GIVEN RECORDS —
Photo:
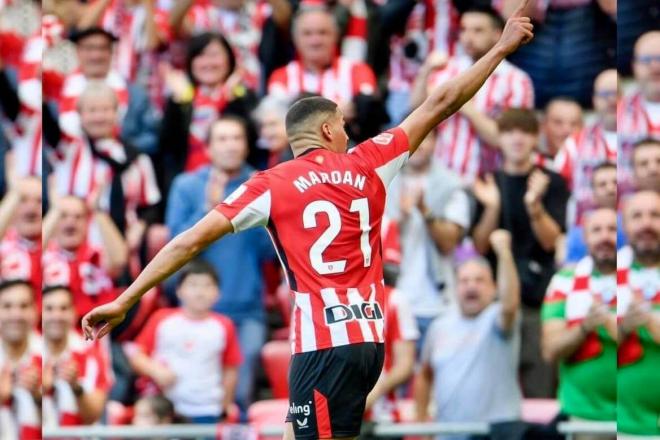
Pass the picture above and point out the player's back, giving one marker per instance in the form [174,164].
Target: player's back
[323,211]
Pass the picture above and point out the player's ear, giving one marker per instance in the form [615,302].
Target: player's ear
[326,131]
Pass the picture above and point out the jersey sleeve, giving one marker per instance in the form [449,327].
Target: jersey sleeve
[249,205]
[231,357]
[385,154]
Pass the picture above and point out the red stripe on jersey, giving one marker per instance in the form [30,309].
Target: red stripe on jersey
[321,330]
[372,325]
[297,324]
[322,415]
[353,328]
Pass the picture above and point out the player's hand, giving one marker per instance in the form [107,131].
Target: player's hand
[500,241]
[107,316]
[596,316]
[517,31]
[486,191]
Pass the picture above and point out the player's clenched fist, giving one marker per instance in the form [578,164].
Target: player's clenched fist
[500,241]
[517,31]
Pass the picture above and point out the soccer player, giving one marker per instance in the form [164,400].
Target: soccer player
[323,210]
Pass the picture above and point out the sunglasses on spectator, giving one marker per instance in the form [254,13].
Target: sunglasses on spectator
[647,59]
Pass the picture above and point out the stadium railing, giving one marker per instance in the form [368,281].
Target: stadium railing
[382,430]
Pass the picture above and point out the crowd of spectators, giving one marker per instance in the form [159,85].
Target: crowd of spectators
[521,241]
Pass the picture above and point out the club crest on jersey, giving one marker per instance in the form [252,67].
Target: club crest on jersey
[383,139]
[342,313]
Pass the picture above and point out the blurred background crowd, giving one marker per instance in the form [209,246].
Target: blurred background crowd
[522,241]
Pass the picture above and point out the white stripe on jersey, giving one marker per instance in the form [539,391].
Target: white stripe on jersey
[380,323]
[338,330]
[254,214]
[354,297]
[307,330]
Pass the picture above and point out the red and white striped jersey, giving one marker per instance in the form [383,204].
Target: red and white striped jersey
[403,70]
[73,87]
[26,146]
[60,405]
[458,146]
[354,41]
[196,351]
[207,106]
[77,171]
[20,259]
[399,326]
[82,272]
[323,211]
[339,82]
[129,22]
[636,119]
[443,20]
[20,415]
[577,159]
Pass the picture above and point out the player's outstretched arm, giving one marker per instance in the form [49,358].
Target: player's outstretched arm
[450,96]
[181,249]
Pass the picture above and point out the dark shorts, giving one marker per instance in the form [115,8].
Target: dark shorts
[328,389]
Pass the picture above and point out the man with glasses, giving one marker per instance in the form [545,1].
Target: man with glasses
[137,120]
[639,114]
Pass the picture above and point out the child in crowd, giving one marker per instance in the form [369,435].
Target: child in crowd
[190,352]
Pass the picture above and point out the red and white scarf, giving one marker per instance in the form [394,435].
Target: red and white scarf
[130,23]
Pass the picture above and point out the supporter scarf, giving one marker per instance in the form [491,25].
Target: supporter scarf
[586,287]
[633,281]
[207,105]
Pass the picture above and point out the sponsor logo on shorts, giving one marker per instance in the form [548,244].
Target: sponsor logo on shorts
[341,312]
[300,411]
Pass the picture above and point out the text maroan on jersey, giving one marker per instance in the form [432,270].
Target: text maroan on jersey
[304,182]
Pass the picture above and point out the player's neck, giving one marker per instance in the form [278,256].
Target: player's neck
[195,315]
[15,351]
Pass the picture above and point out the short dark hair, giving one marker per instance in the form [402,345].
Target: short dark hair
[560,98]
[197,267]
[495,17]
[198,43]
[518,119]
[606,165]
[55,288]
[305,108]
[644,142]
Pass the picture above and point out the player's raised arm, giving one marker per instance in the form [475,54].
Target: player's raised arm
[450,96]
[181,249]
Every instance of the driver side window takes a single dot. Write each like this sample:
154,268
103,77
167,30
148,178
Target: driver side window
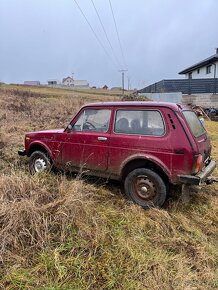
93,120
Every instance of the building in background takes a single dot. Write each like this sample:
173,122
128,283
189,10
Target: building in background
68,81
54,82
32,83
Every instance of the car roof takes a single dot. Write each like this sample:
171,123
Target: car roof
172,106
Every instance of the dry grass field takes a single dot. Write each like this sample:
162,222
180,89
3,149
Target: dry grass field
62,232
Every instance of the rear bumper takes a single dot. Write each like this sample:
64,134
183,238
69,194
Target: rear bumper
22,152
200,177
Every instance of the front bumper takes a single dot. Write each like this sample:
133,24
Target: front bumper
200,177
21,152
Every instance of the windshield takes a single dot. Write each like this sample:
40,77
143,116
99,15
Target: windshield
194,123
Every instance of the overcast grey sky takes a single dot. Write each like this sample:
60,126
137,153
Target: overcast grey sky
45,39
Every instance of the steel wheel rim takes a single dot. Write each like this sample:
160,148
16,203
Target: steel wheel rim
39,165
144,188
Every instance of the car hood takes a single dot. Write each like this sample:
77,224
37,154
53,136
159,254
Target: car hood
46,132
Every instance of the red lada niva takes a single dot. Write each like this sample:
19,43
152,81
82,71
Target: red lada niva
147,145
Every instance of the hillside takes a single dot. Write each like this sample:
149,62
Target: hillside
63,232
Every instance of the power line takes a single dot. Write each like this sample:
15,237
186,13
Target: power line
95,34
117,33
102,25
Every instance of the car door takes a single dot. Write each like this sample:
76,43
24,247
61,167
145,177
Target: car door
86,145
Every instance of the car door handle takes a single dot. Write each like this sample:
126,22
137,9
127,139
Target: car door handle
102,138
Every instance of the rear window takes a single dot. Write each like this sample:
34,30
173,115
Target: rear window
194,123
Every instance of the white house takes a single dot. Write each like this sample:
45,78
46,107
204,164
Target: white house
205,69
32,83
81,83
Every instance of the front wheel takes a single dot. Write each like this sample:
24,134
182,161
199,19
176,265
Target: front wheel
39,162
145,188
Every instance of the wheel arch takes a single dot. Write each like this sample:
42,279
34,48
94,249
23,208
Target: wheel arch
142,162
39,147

SHORT PROBLEM — Output all the records, word for word, with no pictures in the copy.

TASK SOLUTION —
Photo:
Pass the picture above and point out the player's back, giving one marker per instance in the form [174,164].
Target: player's back
[323,211]
Pass the picture above and point out the player's ear, giving one marker per instance in the form [615,302].
Target: player's ear
[326,131]
Pass the picture above and point out the jersey sleeve, giving one marker per instance in the form [449,327].
Target: jersey sleeve
[249,205]
[231,357]
[385,154]
Pass the picture above and point out the red stripe on jersey, giving one marker per instance in the form [30,309].
Target: red stripe on jersey
[321,330]
[372,325]
[297,324]
[322,415]
[353,328]
Pass the picture above and point out the player's hand, giving one marker per instance in the form [107,131].
Target: player's hand
[500,241]
[107,316]
[596,316]
[517,31]
[486,191]
Pass the picture above and point out the player's clenched fist, giving one marker per instance in the form [578,164].
Target: player's clenched fist
[500,241]
[517,31]
Pass the picture above and point out the soccer player, giving one marker per instance in the form [164,400].
Target: soccer player
[323,210]
Pass the picture above and point out the sunglasses on spectator, giving one marker per instance in the form [254,13].
Target: sunglasses on spectator
[647,59]
Pass the picture above and point out the stadium railing, giving one marker per instance in the form [368,281].
Target: stadium railing
[382,430]
Pass the picture above and point out the crowd of spectators, giving one marker per instance in the form [159,85].
Target: crowd of spectators
[521,241]
Pass the picture above and point out the club crest on jersey, giving one marker per instance in the form [252,67].
Target: club crest on jersey
[383,139]
[342,313]
Pass the picture above and point out the blurred background crowd, giving one marker per instance in the form [209,246].
Target: blurred background crowd
[522,241]
Pass the picture above and point out the white stripe on jersey, giving one marker per instance in the form [539,391].
Target: white stripe on jersey
[380,323]
[338,330]
[254,214]
[354,297]
[307,330]
Pass the picture above and point out the red and white striped jersey, giving one marker per instance in the form [383,204].
Target: red and white striped jersey
[403,70]
[73,87]
[26,146]
[60,405]
[458,146]
[354,41]
[196,351]
[207,106]
[77,171]
[20,259]
[399,326]
[82,272]
[323,211]
[339,82]
[129,22]
[636,119]
[443,20]
[20,415]
[577,159]
Pass the picture above and point out the player's outstretched arm, giving one marker per instance in the form [49,358].
Target: player's outstretched arm
[450,96]
[181,249]
Pass the picture above and point out the dark shorts, giving one marker per instance in the form [115,8].
Target: dark shorts
[328,389]
Pass the picture above and point out the man with glasses, giving one marker per instance in the form [545,1].
Target: man with glasses
[137,120]
[639,114]
Pass the picture above and point out the child in crowd, giving one marker per instance in the form [369,435].
Target: child in crowd
[190,352]
Pass the picture above and point out the red and white scarf, giving one marker per instance in the form [394,435].
Target: red and white scarf
[130,23]
Pass the picture above and point out the supporter scarf, giving one marker per instance in the form [491,25].
Target: supporter scarf
[586,287]
[633,281]
[207,105]
Pass the picture above and point out the sponsor logo on shorts, giving one marker per instance in the form [548,244].
Target: sponsor logo on shorts
[341,312]
[300,411]
Pass the picture above and point out the text maroan on jersey, giving one marker per instance in the form [432,270].
Target: text maroan on jersey
[304,182]
Pass the picture above and point out the player's neck, giving one marker per instance in the form [278,256].
Target: player's neck
[195,315]
[15,351]
Pass the picture above and point out the short dark hair, giving one marker per instance in the form [402,345].
Target: short dark hair
[560,98]
[197,267]
[495,17]
[198,43]
[518,119]
[606,165]
[55,288]
[305,108]
[644,142]
Pass the picture above and point out the player's raised arm, giving one marker per instance in the form [475,54].
Target: player's raised arm
[450,96]
[181,249]
Every instance of the driver side window takes a single dot. Write each like this sample:
154,268
103,77
167,30
148,178
Target: driver side window
93,120
Every instance of the building in background takes a single dot. Write each like this sample:
173,122
128,283
189,10
Target: building in background
68,81
54,82
32,83
Every instance of the car roof takes a single dot. Write each like this sample:
171,123
Target: car roof
172,106
Every instance of the dry grass field takes a single dot. Write each like this sample:
162,222
180,89
3,149
Target: dry grass field
62,232
Every instance of the rear bumper takes a single dot. Write each like this sample:
64,134
183,238
69,194
Target: rear bumper
22,152
200,177
Every instance of the front bumper takes a single dot. Write each like this sample:
133,24
Target: front bumper
200,177
21,152
Every instance of the windshield takes a single dot. Write each like this sample:
40,77
143,116
99,15
Target: windshield
194,123
Every instance of the overcast grey sky takes a single dot. Write each like this sample:
60,126
137,153
Target: overcast grey sky
45,39
Every instance of the steel wheel rim takes a single dot. Write each like this sample:
160,148
16,203
Target: steel wheel rim
39,165
144,188
Every instance of the car hood takes a single dot. Write each like this sample:
77,224
37,154
53,136
159,254
Target: car hood
46,132
Every instance of the red lada niva takes a single dot. Write each like this sample:
19,43
152,81
82,71
Target: red lada niva
147,145
Every instance of the hillside takes a single dot. Write each like this sample:
149,62
Target: hillside
63,232
Every instance of the power line takes a single dot. Write each like this sample:
15,237
186,13
Target: power line
95,34
117,33
102,25
Every instance of the car door takes a single dot. Write each like this sample:
76,43
24,247
61,167
145,177
Target: car door
86,145
Every instance of the car door handle takes a single dot. Write each like this sample:
126,22
137,9
127,139
Target: car door handle
102,138
Every instance of the rear window takes a single dot. Write each like this sample:
34,30
173,115
Target: rear window
194,123
Every instance of the white house takes a single dot. Write each like this sample:
45,78
46,107
204,164
Target: white house
205,69
32,83
81,83
Every instance of the front wheel takes a single dot. Write each like this sample:
24,134
182,161
199,19
176,265
Target: front wheel
39,162
145,188
Every instance of the wheel arch takes a single dot. Write each like this sample:
42,279
34,48
94,249
23,208
Target: wheel arch
142,162
39,147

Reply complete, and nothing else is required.